Referring expression pointing data
......

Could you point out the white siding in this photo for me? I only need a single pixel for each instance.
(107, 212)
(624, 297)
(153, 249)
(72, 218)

......

- [Task item]:
Make an exact copy of all the entries above.

- [Written answer]:
Could you point out the white siding in this photo for me? I only need a single pixel for each instance.
(107, 212)
(624, 297)
(153, 249)
(72, 218)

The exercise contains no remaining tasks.